### TASK INSTRUCTIONS:
Copy all the entries below, switching every "lane-usage study" to "pet photo survey" and leaving everything else unchanged.

### EXCERPTED DATA:

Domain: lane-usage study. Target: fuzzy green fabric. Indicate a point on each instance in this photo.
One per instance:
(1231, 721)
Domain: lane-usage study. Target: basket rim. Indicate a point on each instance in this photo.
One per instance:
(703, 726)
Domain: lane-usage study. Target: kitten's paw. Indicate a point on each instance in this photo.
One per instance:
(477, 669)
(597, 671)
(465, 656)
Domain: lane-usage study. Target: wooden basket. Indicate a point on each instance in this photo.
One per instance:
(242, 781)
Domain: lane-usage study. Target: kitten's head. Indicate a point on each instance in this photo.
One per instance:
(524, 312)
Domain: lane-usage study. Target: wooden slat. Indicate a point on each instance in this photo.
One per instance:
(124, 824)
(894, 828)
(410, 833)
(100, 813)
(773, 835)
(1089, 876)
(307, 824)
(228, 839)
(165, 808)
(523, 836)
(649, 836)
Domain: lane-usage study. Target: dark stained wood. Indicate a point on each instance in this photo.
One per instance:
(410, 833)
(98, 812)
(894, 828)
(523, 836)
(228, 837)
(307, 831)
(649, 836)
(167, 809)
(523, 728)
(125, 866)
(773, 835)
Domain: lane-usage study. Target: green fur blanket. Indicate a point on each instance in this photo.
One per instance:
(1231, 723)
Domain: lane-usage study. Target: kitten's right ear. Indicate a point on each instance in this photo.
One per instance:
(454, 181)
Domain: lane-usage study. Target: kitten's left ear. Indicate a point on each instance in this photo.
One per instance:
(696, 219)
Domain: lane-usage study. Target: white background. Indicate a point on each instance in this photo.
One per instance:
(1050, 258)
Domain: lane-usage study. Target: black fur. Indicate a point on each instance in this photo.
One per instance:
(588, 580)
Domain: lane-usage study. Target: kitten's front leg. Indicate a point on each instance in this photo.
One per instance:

### TASK OUTPUT:
Domain: pet photo survey. Target: fuzzy green fabric. Indicate a point on each instance in this photo.
One per instance:
(1231, 721)
Domain: pet photo survey. Target: basket rim. Indicate a point on each instance in this photo.
One per instance:
(703, 726)
Domain: pet photo survey. Target: kitten's paw. Indicate a point on each instance in this photo.
One per instance:
(477, 669)
(597, 671)
(465, 656)
Domain: pet photo survey. Target: wooden basket. Indicate a point on each instance in this photo.
One per instance:
(242, 781)
Domain: pet photo survey. Target: kitten's head. Indicate a point on each instance in this photo.
One per instance:
(524, 312)
Domain: pet photo survey. Target: wooden slat. Indicate a point on each instance in this photo.
One per instance:
(124, 824)
(894, 828)
(410, 833)
(100, 813)
(773, 835)
(1089, 876)
(307, 824)
(228, 839)
(165, 808)
(523, 836)
(649, 836)
Domain: pet photo survey. Target: dark stained wood. Indicate a point on each instance in this photo.
One per instance:
(410, 833)
(98, 812)
(894, 828)
(523, 836)
(228, 837)
(307, 831)
(649, 836)
(167, 809)
(523, 728)
(125, 866)
(773, 835)
Domain: pet photo survey. Target: green fur blanket. Indicate a point on each instance in this photo.
One per instance:
(1231, 723)
Domain: pet photo survey. Target: kitten's right ear. Indicate a point on each instance in this photo.
One per instance:
(454, 181)
Domain: pet photo survey. Target: kitten's left ear. Indicate a point on each instance in this photo.
One per instance:
(696, 219)
Domain: pet photo survey. Target: white background. Indicate a point on each instance in this photo.
One per instance:
(1050, 258)
Domain: pet photo survey. Target: black fur. Indicate a point on each instance in this photo.
One per instance:
(588, 580)
Domain: pet photo survey. Target: kitten's front leg. Indicate a point on each instance in this photo.
One per instance:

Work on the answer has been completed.